Exercise brief: Rescale the stretch from the start of the rows through the line containing "62), (115, 63)]", both ends included, by reproducing every line with each coordinate in the answers multiplied by 0.45 and rounded to a whole number, halves rounded up. Keep the requests and their sample layouts unchanged, and output only these lines.

Recorded data:

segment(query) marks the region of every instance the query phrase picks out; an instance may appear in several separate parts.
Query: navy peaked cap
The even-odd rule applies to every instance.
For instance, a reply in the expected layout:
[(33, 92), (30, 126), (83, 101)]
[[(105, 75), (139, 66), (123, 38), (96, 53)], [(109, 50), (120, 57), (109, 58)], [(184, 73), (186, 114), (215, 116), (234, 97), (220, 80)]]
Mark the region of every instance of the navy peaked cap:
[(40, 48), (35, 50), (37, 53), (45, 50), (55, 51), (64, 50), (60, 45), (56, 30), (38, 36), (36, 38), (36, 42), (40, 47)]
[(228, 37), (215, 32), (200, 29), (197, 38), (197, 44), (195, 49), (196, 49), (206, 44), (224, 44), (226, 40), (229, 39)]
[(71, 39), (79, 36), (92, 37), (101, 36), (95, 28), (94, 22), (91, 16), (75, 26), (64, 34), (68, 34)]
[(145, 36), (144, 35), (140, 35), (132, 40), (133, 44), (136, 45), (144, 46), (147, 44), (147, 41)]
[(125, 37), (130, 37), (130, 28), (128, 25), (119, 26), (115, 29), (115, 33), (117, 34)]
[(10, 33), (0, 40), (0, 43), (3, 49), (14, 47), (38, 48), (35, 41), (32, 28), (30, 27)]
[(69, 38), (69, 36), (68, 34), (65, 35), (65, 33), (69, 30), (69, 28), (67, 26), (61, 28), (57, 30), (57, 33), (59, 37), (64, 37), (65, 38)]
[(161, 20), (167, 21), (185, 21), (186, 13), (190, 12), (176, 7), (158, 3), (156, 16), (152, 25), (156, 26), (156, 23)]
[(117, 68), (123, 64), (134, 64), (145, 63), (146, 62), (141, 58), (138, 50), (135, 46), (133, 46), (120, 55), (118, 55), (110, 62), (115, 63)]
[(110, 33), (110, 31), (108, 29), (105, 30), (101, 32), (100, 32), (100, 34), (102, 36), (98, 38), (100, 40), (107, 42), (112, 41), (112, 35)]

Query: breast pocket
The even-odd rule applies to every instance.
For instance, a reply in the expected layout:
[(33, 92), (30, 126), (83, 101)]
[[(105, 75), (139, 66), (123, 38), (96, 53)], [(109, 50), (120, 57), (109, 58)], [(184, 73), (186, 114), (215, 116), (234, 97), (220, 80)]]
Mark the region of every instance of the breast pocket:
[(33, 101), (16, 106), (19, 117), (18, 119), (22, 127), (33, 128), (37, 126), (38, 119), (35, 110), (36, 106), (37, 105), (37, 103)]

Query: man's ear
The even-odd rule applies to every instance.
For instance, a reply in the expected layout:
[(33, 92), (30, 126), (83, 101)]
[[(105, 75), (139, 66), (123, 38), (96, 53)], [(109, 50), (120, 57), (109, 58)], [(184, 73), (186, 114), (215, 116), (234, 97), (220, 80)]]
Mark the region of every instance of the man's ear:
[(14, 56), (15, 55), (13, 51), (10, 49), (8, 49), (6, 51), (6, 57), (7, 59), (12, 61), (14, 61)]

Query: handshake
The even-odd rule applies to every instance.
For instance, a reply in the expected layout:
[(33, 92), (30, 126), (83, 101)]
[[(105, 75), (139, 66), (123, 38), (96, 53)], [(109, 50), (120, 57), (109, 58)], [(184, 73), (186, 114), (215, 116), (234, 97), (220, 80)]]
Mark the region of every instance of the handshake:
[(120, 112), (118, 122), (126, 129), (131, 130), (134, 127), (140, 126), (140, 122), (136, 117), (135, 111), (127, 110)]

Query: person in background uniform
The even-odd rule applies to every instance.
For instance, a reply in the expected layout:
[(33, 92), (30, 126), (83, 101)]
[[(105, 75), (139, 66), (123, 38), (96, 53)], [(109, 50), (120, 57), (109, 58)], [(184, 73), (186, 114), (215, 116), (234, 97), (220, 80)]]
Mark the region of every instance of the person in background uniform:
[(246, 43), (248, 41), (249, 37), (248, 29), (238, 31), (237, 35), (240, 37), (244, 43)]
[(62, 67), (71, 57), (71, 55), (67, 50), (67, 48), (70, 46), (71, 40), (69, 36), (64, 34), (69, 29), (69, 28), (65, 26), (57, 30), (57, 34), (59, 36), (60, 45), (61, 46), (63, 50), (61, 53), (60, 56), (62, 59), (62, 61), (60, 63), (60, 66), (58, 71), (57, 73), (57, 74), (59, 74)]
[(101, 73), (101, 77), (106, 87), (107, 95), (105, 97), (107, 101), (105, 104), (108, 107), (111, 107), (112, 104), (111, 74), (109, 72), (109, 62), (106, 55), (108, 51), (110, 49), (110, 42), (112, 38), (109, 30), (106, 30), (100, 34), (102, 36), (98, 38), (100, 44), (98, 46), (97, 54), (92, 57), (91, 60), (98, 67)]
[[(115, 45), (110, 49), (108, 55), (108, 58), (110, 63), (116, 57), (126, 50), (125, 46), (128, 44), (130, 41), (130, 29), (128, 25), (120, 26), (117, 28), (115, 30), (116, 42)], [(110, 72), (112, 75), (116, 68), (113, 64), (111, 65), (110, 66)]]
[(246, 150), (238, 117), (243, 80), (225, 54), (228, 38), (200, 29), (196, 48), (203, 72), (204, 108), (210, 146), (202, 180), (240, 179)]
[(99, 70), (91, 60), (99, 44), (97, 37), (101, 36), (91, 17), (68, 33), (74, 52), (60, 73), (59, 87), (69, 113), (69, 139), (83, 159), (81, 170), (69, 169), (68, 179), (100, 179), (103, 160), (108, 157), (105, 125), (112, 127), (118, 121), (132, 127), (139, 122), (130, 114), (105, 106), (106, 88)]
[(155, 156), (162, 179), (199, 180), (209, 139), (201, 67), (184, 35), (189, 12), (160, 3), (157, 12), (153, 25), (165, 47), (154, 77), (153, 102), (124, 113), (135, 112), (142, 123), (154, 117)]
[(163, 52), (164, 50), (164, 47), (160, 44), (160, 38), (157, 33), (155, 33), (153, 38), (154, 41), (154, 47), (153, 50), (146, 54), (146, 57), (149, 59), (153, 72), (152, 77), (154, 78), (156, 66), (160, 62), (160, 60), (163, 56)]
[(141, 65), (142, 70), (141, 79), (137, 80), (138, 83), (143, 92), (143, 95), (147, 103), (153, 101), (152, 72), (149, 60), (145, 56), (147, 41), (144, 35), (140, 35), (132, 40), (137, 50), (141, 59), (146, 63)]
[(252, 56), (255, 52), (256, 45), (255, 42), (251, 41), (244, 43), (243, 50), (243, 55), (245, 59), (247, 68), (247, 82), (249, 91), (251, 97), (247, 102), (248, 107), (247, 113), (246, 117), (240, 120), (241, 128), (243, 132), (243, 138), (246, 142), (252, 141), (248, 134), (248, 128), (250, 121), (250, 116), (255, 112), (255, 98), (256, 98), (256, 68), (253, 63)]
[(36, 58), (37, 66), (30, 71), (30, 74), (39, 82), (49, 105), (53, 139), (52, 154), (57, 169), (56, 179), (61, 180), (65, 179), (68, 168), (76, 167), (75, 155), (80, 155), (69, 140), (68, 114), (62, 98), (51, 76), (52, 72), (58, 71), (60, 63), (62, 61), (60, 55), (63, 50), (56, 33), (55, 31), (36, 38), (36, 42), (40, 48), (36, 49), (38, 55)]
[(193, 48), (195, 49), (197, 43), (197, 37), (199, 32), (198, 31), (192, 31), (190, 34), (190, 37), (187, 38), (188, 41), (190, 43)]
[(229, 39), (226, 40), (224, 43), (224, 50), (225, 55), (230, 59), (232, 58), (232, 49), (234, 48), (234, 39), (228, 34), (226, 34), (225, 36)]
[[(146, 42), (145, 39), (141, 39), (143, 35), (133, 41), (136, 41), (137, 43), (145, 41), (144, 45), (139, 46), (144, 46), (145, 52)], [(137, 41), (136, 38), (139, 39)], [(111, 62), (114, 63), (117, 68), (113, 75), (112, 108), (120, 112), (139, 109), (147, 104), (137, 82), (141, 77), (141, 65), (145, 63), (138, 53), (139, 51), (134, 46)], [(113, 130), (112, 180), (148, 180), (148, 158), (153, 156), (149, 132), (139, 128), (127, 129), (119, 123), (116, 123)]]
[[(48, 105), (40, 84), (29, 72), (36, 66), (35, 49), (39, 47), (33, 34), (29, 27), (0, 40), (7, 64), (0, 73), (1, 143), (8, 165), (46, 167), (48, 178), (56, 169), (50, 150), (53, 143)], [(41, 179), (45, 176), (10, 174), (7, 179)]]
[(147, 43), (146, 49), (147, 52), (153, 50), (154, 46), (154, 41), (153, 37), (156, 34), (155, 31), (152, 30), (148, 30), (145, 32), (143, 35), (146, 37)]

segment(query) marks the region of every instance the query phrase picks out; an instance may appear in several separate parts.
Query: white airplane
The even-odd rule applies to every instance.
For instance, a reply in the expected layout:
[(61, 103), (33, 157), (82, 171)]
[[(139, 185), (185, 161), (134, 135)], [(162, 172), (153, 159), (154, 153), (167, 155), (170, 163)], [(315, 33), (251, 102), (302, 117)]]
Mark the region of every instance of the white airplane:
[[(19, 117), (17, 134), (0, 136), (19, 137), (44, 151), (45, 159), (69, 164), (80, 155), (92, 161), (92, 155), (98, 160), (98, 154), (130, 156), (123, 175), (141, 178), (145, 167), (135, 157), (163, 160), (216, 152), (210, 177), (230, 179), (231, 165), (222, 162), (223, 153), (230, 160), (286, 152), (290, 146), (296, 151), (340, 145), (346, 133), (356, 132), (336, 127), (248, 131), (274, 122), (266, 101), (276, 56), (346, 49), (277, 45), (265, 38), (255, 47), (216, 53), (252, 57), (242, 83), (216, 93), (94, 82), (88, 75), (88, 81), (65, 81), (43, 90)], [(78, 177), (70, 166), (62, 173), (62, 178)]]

Output of the task:
segment(query) marks the region of every instance the query phrase picks out; an instance may appear in several separate parts.
Query: navy peaked cap
The even-odd rule applies to every instance.
For instance, a reply in the expected layout:
[(33, 92), (30, 126), (83, 101)]
[[(105, 75), (139, 66), (123, 38), (96, 53)], [(109, 50), (120, 57), (109, 58)], [(184, 73), (186, 114), (215, 116), (234, 97), (220, 80)]]
Mark the region of every instance of the navy peaked cap:
[(18, 22), (16, 23), (17, 24), (20, 23), (25, 23), (29, 23), (27, 20), (25, 14), (17, 16), (16, 17), (16, 19), (18, 21)]
[(103, 17), (97, 14), (90, 13), (89, 17), (89, 20), (88, 22), (88, 22), (93, 20), (101, 20), (102, 18), (103, 18)]
[(32, 18), (36, 16), (41, 17), (45, 16), (43, 13), (42, 10), (41, 7), (34, 12), (29, 15), (31, 15)]
[(65, 16), (65, 16), (63, 16), (59, 18), (60, 20), (61, 20), (65, 21), (66, 20), (66, 18)]
[(56, 17), (59, 17), (59, 13), (58, 11), (54, 12), (52, 13), (52, 15), (53, 15)]
[(5, 15), (0, 18), (0, 19), (1, 22), (6, 21), (17, 22), (16, 18), (14, 13), (14, 12)]
[(31, 17), (31, 16), (31, 15), (29, 16), (29, 15), (31, 14), (31, 13), (30, 12), (27, 13), (26, 14), (26, 15), (27, 17), (29, 17), (29, 17)]
[(72, 9), (75, 9), (83, 9), (84, 6), (86, 5), (79, 3), (71, 1), (70, 7), (68, 11), (70, 12), (70, 10)]
[(53, 31), (55, 29), (60, 29), (65, 28), (66, 28), (63, 26), (62, 23), (61, 21), (60, 21), (54, 25), (53, 25), (50, 28), (52, 28)]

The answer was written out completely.